■ Source text
Correction: Story updated to accurately reflect Wilson’s former status at Innovate Pasadena.
Pasadena voters have rarely been forced to choose between two candidates for City Council who were so heavy in some important departments and so light in others.
Such is the case in the race between sitting Councilman Andy Wilson and challenger Phil Hosp for the council’s District 7 seat.
In Wilson we have an incumbent who was selected by other council members to fill the seat left vacant by its former occupant Terry Tornek when Tornek ascended to the mayor’s chair two years ago.
In that time, Wilson has participated in deciding some of the most important issues facing the city, among them raising the minimum wage, declaring Pasadena a safe place for immigrants and scrutinizing incidents involving the Pasadena Police Department.
However, during much of that time Wilson, former member of the executive committee of a nonprofit technology innovation company who calls himself a “serial entrepreneur,” has been forced to campaign for re-election while making policy and a living at the same time.
Given the amount of volunteer time Wilson had already spent on the Planning, Design Review and Urban Forestry commissions, as well as on the Pasadena Center Operating Co. board of directors, it seemed natural for the 51-year-old father of two to assume a seat at the council dais. And it at least appeared that the passion was still there for him to continue serving.
But considering a few ethical missteps made by Wilson over the past year, we have to wonder if that is still as true today as it may have been in 2015.
As Deputy Editor André Coleman reported, Wilson failed to report political contributions on time, including one report in which he should have disclosed $16,500 in campaign contributions. For that he was fined $365 by the state Fair Political Practices Commission.
Prior to that, Wilson used his city email account when applying for executive director positions with both the Tournament of Roses Association and the Burbank/Glendale/Pasadena Airport Authority. Both jobs would have required Wilson to step down from the council due to conflicts of interest.
After taking a seat on the council, Wilson stepped down from the executive committee of Innovate Pasadena, a nonprofit that supports economic growth through technology that received $95,000 from the city in 2013. However, he remained on the company’s board of directors when he unwittingly voted to approve a $27,500 expenditure made to Innovate Pasadena by the city.

■ Information shown
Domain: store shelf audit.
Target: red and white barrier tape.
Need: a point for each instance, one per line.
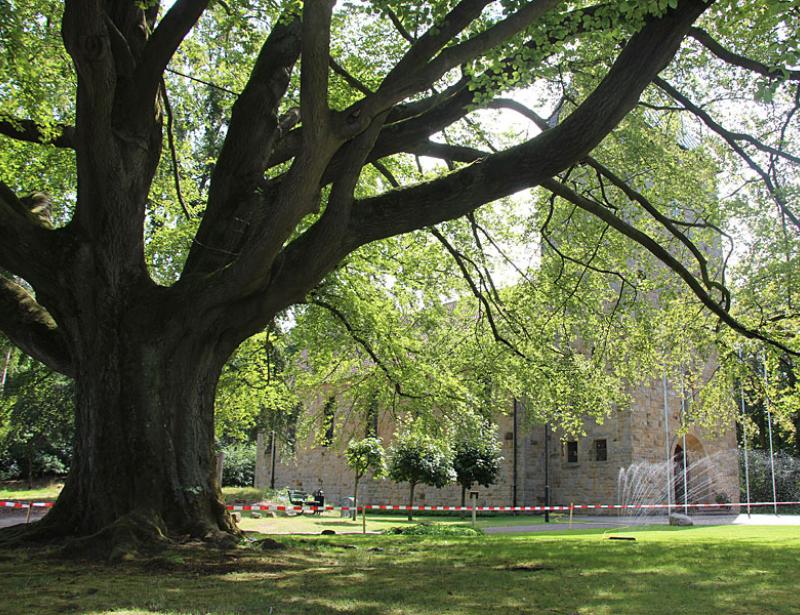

■ Requirements
1 > Please explain in one to three sentences why, according to the text on the District 7 council race, the executive director jobs Wilson applied for would have meant leaving the council.
2 > Write the next part of the text on the District 7 council race, starting after its final sentence.

■ Answers per task
1 > Both positions, with the Tournament of Roses Association and the Burbank/Glendale/Pasadena Airport Authority, would have required Wilson to step down from the council because of conflicts of interest.

2 >
Wilson said the expenditure was not presented in a line item on the 2016-17 fiscal year city budget and he did not know that he was voting for its approval. On the job searches, Wilson said that was done prior to his decision to run and that no effort was made to conceal his actions, as Hosp has alleged.
“This was before I decided I was going to run,” Wilson told Coleman. “I needed to know what I was giving up, so I went out to educate myself. It was a timing issue. I was still exploring the possibilities. It was the homework I did before I pulled papers to run for council.”
On the other hand, the 37-year-old Hosp, also a father of two, is full of fire but low on experience. But, said the two-tour Iraq veteran and lawyer, “I am willing to listen and represent residents and advocate for positions that are in their interests.”
Furthermore, and perhaps most importantly in a city feeling the many pains associated with unparalleled residential development, “I have no ties to developers and I don’t chair a nonprofit that receives city funding. I will also make sure the community is engaged. I’m willing to listen and I am willing to talk to anybody,” Hosp has declared.
In addition, Hosp has pledged to make development projects open to the public and has rejected campaign contributions and endorsements from developers and architects with projects before the city.
Wilson is endorsed by Tornek, former Mayor Bill Bogaard, Council members Victor Gordo, Steve Madison and John Kennedy, as well as state Assemblyman and former Councilman Chris Holden.
Hosp has the support of United Teachers of Pasadena (UTP), and former mayors Bill Thomson, who once represented District 7, and Bill Paparian. Also backing Hosp are former LAPD Deputy Chief and onetime District 7 council candidate Peggy York and former city planner Marsha Rood.
In the primary, Wilson won a squeaker. Of the total 3,528 ballots cast, the incumbent took in 1,501 votes — just 41 more than Hosp.
In the end, Hosp makes up for what Wilson seems to be lacking in the passion department, just as we think Wilson outweighs Hosp in the area of being able to work with others in order to get things done.
The problem is it is difficult for us to simply ignore Wilson’s ethical lapses while in office.
With that said, we would like to see Hosp be given an opportunity to express what clearly appears to be a deep desire to serve the public.
On Tuesday, vote for Phil Hosp.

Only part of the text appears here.